*Work order*: The exercise calls for every entry that follows to be repeated exactly.

*Material provided*:
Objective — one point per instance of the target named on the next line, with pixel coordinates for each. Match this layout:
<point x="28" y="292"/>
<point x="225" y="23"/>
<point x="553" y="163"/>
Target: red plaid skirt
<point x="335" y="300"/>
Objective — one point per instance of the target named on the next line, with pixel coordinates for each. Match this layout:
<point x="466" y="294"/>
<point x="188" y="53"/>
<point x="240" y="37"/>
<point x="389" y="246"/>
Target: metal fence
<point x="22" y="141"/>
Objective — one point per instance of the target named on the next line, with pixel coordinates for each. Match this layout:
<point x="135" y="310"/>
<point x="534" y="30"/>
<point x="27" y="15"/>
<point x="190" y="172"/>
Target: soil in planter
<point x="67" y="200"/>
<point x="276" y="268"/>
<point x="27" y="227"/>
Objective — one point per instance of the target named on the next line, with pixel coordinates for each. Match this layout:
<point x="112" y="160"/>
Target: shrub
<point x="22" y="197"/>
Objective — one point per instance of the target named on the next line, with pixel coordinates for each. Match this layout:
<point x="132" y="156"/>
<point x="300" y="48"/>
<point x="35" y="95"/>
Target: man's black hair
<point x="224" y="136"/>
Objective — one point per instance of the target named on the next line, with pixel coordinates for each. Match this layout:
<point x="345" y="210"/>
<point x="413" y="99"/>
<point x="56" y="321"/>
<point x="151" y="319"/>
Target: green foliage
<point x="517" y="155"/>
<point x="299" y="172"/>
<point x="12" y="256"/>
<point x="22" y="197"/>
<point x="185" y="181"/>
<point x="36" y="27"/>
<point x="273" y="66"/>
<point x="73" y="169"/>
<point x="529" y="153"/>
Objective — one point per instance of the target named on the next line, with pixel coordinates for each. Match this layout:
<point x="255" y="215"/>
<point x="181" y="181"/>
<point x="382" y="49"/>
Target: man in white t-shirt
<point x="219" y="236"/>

*Task output*:
Objective — one point per instance of the target named on the next line, with pixel coordinates for each. Match this layout:
<point x="28" y="292"/>
<point x="225" y="23"/>
<point x="553" y="163"/>
Target: red plaid skirt
<point x="335" y="300"/>
Objective — one point per instance of the target named on the next line, with pixel coordinates for each. Match this layout:
<point x="466" y="294"/>
<point x="188" y="53"/>
<point x="240" y="37"/>
<point x="389" y="246"/>
Target: metal fence
<point x="22" y="141"/>
Objective — one point per instance of the target named on the next line, with pixel coordinates for each. Match this layout:
<point x="135" y="310"/>
<point x="534" y="30"/>
<point x="27" y="15"/>
<point x="190" y="172"/>
Target: soil in planter
<point x="67" y="200"/>
<point x="276" y="268"/>
<point x="27" y="227"/>
Objective — one point per instance of the target named on the next line, with pixel coordinates for each. Match this layout:
<point x="112" y="160"/>
Target: shrub
<point x="22" y="197"/>
Objective — one point per instance of the target named on the next line, with pixel coordinates for each. Match this layout:
<point x="132" y="156"/>
<point x="300" y="48"/>
<point x="35" y="95"/>
Target: man's black hair
<point x="224" y="136"/>
Objective — one point per instance of the target named on the next line, with pixel coordinates for each. Match this layout:
<point x="345" y="210"/>
<point x="413" y="99"/>
<point x="56" y="321"/>
<point x="151" y="319"/>
Target: green foliage
<point x="517" y="155"/>
<point x="299" y="172"/>
<point x="12" y="256"/>
<point x="22" y="197"/>
<point x="185" y="181"/>
<point x="36" y="27"/>
<point x="273" y="66"/>
<point x="73" y="169"/>
<point x="529" y="153"/>
Objective — one point per instance of the target named on the next line, with pixel coordinates for each. Match this layout:
<point x="255" y="215"/>
<point x="181" y="181"/>
<point x="382" y="49"/>
Target: man in white t-shirt
<point x="219" y="236"/>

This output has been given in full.